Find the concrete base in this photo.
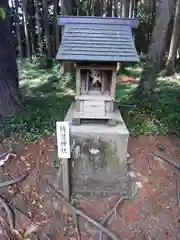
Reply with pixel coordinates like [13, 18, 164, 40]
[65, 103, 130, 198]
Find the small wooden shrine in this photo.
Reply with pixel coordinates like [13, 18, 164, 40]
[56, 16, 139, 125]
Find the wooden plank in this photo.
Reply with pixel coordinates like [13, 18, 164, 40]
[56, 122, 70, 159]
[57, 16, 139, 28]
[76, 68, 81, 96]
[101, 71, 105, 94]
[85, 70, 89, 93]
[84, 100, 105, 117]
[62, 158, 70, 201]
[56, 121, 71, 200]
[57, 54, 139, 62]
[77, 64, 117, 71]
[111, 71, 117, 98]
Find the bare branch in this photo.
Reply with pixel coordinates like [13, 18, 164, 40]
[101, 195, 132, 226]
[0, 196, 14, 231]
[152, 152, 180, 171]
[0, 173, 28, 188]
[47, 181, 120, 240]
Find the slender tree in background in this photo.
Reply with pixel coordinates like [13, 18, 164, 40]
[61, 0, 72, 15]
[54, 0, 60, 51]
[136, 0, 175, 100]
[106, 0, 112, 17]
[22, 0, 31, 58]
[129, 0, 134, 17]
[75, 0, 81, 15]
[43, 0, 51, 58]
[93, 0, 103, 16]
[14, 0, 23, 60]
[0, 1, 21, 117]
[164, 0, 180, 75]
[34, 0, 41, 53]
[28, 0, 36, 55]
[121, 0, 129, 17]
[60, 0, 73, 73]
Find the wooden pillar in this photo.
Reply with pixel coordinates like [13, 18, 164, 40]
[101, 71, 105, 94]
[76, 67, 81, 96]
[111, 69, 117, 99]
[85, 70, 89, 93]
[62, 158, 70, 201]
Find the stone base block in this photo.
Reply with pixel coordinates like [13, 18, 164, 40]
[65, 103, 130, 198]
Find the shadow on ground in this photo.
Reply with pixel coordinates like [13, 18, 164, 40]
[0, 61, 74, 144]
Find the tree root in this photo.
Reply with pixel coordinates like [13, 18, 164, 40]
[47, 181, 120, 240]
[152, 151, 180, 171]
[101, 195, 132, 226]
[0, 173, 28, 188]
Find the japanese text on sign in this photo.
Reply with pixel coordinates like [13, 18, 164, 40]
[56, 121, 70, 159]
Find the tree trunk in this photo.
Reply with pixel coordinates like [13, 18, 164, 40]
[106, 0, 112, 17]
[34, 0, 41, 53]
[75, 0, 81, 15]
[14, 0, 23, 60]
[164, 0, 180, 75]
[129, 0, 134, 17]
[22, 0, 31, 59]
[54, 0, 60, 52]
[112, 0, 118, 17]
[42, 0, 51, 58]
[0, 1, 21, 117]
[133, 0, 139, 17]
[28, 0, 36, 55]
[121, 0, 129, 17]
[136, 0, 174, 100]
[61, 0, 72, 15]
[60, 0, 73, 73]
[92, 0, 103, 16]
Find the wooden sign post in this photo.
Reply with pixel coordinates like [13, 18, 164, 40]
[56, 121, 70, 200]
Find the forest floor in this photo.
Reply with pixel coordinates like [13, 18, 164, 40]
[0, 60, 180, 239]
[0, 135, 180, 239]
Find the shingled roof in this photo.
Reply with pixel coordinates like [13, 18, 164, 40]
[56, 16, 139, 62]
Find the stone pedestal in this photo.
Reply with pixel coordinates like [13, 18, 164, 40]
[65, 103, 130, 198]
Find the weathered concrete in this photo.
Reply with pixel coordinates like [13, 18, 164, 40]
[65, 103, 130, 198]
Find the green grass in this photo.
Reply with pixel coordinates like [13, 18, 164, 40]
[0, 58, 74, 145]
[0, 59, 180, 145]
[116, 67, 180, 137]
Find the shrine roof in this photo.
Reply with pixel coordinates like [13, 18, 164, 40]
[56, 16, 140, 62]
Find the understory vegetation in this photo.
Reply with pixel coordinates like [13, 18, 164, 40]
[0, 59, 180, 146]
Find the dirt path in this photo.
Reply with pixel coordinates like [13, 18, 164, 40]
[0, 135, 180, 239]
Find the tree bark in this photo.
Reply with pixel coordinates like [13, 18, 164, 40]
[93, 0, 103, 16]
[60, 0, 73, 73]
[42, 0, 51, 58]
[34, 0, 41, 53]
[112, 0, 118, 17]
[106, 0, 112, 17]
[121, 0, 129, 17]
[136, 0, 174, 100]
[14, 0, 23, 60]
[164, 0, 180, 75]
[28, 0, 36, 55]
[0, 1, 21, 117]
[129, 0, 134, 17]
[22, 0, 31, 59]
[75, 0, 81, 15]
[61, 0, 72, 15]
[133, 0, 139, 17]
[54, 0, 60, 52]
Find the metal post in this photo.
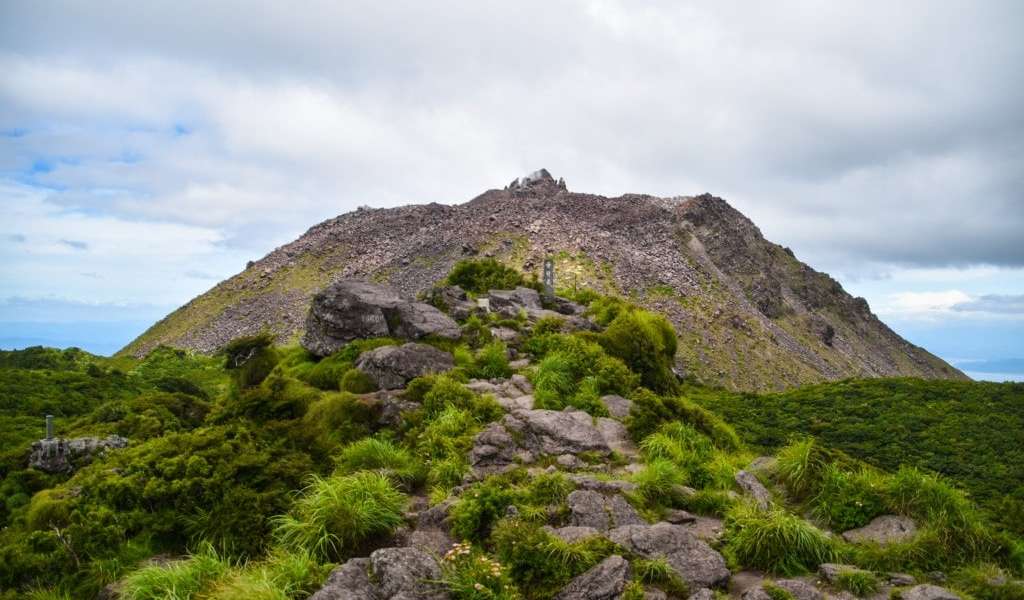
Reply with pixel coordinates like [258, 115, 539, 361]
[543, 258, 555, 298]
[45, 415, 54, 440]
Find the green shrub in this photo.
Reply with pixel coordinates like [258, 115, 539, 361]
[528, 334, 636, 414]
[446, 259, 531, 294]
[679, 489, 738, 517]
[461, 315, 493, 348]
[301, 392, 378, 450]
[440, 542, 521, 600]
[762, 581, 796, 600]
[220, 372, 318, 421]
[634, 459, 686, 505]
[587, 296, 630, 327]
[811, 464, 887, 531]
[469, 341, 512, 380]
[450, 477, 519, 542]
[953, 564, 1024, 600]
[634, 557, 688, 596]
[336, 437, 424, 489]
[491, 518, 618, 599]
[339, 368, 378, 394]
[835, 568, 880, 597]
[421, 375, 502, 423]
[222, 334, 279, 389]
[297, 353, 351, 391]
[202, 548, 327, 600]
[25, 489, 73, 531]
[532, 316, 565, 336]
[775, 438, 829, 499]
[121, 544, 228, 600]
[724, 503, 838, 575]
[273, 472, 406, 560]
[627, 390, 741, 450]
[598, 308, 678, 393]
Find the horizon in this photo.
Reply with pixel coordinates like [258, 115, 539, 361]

__________________________________________________

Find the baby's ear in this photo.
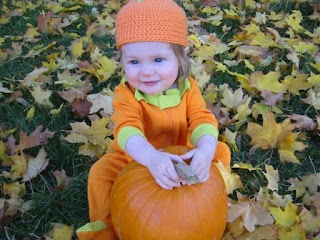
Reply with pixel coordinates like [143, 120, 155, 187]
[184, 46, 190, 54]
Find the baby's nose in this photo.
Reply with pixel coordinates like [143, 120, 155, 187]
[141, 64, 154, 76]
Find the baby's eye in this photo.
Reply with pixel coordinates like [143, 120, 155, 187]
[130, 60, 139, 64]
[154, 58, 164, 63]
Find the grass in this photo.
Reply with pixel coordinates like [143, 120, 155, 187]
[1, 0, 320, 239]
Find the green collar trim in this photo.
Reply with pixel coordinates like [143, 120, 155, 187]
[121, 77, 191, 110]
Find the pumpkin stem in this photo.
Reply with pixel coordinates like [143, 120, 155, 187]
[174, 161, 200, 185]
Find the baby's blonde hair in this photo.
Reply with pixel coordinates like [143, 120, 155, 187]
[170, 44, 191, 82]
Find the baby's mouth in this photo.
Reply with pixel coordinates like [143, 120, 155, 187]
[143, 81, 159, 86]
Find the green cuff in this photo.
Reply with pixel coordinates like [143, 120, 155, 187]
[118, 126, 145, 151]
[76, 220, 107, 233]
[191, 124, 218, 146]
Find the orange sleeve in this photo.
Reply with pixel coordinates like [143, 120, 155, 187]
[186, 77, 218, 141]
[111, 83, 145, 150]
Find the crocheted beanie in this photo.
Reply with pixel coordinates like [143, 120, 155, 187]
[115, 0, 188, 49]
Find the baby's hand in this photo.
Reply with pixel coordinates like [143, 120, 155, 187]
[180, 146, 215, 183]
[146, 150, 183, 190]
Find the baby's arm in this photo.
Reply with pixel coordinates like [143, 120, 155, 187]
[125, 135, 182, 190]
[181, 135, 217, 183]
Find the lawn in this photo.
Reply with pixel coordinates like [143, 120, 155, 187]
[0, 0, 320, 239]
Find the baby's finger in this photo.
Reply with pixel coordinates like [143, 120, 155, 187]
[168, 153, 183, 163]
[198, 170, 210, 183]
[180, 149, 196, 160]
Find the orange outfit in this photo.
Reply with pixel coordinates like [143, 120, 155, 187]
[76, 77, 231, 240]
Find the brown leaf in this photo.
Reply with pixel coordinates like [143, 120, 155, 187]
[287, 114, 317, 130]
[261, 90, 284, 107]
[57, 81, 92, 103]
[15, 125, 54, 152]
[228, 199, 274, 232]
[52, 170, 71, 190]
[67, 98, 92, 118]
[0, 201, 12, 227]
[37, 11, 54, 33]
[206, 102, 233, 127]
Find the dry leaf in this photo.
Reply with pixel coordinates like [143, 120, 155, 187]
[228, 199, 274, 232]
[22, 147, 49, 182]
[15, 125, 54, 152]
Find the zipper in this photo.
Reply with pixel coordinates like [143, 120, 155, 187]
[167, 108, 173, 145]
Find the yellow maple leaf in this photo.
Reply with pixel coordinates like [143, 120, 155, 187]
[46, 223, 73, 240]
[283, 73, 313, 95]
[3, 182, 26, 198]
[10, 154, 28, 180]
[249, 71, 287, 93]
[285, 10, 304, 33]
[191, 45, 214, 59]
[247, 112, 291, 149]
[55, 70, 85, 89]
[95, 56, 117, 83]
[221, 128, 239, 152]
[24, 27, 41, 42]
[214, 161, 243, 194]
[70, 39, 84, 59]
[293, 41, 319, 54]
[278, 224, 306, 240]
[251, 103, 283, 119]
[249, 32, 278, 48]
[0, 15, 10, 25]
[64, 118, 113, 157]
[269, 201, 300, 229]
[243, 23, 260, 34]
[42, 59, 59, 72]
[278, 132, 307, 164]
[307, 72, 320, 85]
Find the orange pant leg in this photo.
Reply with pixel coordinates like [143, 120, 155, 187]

__________________________________________________

▶ [ACTION ITEM] Tell how many lines above contain the word "leaf". Give the number alone.

▶ [RESPONSE] 3